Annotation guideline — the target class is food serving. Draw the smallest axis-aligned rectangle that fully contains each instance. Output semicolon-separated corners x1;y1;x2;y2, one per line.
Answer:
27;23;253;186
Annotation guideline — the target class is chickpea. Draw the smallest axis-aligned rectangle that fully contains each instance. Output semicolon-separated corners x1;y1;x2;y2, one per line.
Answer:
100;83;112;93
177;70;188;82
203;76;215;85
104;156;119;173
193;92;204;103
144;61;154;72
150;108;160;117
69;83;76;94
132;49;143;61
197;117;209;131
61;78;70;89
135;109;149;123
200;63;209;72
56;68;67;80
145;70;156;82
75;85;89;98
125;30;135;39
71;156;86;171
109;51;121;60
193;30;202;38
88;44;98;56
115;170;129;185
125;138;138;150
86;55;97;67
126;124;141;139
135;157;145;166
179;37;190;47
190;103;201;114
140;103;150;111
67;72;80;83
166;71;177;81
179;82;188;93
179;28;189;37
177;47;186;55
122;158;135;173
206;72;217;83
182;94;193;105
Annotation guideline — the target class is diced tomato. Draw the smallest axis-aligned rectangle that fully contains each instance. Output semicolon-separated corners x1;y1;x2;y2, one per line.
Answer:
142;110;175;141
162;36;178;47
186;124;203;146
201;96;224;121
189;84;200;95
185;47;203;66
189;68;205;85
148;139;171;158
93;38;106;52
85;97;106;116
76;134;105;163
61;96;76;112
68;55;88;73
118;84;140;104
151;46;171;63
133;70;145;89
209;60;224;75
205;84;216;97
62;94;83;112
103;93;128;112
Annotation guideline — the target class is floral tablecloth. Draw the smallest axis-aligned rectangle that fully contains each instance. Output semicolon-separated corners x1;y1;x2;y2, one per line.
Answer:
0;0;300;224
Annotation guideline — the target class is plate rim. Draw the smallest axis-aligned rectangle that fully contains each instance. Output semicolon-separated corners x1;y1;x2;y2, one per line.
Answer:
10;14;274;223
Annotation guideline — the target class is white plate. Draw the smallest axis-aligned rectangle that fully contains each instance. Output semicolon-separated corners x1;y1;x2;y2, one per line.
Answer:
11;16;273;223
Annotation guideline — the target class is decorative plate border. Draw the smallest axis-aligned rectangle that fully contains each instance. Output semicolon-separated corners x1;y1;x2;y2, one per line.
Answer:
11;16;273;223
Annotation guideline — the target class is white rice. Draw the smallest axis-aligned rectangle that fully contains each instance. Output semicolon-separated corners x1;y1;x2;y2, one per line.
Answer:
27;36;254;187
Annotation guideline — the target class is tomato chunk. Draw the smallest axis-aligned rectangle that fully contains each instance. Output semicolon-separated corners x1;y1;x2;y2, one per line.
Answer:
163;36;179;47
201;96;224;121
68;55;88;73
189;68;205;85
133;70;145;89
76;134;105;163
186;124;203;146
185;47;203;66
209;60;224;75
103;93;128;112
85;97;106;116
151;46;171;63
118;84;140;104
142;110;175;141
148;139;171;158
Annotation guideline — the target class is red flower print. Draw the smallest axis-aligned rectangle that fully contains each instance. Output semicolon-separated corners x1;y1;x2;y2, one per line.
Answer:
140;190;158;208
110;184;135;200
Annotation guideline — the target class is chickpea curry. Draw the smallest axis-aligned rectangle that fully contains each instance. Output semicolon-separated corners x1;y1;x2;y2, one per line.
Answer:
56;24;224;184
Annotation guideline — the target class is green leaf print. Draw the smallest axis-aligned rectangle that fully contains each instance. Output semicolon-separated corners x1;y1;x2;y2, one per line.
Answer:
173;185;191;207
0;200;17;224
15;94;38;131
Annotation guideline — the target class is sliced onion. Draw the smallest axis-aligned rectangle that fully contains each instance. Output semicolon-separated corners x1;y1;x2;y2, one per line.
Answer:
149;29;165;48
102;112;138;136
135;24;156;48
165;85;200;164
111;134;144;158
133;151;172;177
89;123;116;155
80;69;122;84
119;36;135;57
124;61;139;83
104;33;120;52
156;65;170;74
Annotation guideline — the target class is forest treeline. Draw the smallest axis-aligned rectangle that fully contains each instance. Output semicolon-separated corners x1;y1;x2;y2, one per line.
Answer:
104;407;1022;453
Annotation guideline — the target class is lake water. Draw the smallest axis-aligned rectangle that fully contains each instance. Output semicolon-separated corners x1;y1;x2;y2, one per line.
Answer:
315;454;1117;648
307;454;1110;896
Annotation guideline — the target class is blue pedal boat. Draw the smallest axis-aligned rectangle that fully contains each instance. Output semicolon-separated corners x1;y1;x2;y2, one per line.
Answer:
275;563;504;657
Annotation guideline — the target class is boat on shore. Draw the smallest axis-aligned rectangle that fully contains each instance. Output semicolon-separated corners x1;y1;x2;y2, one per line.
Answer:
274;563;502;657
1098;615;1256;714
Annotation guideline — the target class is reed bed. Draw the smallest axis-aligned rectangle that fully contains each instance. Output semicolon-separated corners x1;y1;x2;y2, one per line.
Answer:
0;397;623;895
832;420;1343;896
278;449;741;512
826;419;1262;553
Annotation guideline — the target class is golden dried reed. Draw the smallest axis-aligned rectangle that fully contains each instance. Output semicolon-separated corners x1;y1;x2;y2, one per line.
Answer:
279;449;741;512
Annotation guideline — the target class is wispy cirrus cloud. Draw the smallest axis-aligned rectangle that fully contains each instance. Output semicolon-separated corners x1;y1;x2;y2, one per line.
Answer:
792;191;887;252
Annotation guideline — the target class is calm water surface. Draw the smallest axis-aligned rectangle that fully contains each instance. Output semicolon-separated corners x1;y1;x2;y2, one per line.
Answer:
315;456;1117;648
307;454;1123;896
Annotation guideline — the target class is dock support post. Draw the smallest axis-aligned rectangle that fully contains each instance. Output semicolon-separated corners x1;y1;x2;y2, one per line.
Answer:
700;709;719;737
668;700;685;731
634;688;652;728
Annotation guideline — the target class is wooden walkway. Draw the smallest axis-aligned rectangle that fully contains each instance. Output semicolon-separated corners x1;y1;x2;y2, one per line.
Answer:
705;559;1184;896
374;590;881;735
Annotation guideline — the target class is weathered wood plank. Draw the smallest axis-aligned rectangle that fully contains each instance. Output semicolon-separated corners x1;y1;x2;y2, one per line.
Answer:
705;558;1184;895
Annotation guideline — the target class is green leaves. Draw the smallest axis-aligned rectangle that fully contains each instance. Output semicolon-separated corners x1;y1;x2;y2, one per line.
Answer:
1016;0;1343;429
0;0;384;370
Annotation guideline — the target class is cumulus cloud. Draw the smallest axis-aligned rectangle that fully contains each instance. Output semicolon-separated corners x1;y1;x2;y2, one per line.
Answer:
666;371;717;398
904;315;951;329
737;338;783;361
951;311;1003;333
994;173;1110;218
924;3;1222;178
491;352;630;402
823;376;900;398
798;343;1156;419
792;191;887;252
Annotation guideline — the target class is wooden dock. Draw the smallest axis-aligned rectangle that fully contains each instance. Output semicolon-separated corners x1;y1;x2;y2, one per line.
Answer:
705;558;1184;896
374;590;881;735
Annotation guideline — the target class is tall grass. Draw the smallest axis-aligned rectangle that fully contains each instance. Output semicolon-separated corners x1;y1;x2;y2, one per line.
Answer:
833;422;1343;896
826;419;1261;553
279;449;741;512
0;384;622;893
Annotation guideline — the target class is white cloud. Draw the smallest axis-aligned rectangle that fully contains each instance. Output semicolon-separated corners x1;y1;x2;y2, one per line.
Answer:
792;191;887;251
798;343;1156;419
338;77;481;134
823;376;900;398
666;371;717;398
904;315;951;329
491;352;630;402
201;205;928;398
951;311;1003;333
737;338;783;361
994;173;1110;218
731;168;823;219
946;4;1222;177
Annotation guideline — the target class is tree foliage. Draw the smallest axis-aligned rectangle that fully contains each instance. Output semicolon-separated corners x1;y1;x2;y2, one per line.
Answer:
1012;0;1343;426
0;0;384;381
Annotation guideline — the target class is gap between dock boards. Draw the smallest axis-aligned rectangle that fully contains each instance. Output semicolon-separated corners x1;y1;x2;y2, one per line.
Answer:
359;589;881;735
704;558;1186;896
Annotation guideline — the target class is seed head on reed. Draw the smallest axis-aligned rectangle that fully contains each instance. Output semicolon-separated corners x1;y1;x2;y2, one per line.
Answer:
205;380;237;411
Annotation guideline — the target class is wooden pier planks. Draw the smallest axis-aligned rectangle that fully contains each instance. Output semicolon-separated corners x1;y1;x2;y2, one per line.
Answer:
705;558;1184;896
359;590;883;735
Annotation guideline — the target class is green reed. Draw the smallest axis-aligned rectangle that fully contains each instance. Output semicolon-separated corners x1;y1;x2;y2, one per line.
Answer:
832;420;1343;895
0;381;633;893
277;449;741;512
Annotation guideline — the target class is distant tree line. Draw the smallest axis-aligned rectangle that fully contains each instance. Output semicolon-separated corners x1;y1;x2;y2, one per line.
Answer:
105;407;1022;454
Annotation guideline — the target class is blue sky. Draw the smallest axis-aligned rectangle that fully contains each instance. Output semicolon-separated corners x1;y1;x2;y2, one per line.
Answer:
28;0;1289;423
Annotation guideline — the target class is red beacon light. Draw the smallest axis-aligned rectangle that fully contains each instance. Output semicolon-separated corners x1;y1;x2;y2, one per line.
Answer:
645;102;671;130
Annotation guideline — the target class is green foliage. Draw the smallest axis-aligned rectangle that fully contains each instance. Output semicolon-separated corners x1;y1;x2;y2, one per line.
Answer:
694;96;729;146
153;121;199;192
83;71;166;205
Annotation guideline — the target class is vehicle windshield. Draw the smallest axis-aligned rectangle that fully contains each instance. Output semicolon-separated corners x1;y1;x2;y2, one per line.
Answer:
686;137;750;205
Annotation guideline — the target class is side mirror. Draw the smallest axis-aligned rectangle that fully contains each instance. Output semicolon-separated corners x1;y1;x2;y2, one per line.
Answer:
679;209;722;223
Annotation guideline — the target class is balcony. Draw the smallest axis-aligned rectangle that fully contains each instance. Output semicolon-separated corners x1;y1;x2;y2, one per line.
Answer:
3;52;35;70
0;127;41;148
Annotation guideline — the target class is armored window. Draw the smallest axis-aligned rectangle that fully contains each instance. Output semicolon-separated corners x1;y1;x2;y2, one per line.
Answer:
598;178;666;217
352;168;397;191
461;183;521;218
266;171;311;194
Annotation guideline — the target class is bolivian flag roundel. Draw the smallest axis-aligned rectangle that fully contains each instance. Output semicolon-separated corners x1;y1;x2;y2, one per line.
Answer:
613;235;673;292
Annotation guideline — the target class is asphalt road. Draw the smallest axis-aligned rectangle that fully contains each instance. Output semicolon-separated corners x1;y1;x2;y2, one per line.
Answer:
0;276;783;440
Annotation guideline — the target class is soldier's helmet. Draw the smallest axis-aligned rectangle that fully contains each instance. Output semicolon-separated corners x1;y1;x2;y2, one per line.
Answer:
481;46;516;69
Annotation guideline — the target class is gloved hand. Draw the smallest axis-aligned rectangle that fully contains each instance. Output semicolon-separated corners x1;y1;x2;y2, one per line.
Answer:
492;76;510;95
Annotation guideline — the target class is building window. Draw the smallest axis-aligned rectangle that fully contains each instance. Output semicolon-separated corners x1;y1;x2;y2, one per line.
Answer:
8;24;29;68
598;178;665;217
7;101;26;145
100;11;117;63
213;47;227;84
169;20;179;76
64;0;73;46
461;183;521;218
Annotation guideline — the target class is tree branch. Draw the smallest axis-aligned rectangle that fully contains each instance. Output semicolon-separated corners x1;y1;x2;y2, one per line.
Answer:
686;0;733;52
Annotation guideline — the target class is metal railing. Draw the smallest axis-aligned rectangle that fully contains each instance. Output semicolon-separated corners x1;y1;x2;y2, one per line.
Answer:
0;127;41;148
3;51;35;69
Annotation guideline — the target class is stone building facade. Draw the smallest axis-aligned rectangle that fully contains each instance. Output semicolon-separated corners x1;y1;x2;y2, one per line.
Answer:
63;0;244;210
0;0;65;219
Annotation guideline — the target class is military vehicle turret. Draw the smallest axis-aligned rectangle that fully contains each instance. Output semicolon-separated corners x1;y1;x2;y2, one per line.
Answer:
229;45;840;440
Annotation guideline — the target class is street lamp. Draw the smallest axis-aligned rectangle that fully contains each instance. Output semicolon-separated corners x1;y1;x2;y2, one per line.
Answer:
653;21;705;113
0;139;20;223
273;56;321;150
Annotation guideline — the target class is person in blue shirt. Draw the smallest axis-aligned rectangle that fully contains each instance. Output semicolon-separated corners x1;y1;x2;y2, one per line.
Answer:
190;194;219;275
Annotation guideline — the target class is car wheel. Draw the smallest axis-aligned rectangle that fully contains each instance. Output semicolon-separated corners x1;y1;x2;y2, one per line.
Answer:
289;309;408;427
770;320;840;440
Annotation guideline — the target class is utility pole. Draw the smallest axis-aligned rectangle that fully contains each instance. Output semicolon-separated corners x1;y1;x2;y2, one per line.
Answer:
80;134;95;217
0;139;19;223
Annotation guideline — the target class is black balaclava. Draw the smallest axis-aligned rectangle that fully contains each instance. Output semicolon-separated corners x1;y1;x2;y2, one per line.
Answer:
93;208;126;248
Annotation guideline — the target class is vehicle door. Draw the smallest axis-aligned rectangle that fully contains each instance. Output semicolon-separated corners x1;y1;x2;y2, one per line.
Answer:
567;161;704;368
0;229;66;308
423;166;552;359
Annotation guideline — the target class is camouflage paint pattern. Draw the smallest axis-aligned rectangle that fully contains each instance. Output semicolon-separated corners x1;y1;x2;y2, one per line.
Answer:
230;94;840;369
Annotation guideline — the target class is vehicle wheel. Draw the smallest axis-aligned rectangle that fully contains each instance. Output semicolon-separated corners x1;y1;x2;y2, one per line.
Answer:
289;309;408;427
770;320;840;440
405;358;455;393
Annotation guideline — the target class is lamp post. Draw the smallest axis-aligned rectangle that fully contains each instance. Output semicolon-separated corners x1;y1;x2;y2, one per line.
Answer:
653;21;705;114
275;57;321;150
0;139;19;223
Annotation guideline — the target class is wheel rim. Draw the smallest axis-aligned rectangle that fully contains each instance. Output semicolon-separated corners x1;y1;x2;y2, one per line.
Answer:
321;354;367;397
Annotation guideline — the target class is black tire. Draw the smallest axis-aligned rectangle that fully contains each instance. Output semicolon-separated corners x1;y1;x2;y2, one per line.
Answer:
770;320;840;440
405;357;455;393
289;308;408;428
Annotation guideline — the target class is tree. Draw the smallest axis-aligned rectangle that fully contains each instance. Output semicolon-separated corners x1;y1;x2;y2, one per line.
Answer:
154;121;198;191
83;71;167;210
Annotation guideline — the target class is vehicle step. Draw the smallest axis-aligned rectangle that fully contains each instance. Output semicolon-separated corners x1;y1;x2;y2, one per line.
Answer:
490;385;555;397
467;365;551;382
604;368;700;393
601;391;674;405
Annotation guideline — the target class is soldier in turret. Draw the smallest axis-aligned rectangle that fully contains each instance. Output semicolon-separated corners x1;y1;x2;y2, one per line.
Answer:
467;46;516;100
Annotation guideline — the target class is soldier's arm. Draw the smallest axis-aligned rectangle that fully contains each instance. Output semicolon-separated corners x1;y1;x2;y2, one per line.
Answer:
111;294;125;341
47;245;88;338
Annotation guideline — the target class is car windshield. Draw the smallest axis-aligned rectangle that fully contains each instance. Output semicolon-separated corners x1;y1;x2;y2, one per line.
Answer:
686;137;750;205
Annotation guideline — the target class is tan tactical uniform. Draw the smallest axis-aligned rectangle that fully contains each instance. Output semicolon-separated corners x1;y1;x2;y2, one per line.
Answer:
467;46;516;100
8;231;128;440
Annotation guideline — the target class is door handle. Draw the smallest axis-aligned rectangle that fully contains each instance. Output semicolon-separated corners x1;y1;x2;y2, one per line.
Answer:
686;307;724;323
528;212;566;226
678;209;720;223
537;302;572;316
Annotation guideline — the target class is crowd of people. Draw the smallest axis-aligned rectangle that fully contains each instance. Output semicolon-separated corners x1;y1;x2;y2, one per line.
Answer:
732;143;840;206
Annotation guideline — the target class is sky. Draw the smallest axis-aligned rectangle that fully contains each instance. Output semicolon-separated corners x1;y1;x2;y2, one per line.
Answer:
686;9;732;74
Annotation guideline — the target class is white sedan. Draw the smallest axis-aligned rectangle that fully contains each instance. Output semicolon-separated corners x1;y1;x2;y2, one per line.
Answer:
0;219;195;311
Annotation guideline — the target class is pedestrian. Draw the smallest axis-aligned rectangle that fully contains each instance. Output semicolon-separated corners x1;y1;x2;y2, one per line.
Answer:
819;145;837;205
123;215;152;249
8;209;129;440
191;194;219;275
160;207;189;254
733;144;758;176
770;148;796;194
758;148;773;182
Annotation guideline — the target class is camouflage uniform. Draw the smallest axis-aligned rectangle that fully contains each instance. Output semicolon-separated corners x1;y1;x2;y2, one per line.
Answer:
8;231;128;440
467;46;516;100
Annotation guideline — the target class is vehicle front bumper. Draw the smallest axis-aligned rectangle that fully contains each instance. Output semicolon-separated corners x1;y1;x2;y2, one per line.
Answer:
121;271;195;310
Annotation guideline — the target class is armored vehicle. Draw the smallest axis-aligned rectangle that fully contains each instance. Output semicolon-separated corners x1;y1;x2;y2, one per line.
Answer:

━━━━━━━━━━━━━━━━

TASK OBJECTIVE =
Please write out all the lines from the line with "Annotation guideline — the target class is bolivian" to the line with "613;235;673;292", both ends included, and add -104 to every box coordinate in the answers while leaving all other text unchanged.

FINAL RESULT =
Annotation guideline — the target class is bolivian flag roundel. Draw the smallest axis-aligned rectangle that fully contains each instance. Output semicolon-separated corners x1;y1;x2;y2, one per line.
Answer:
509;131;569;188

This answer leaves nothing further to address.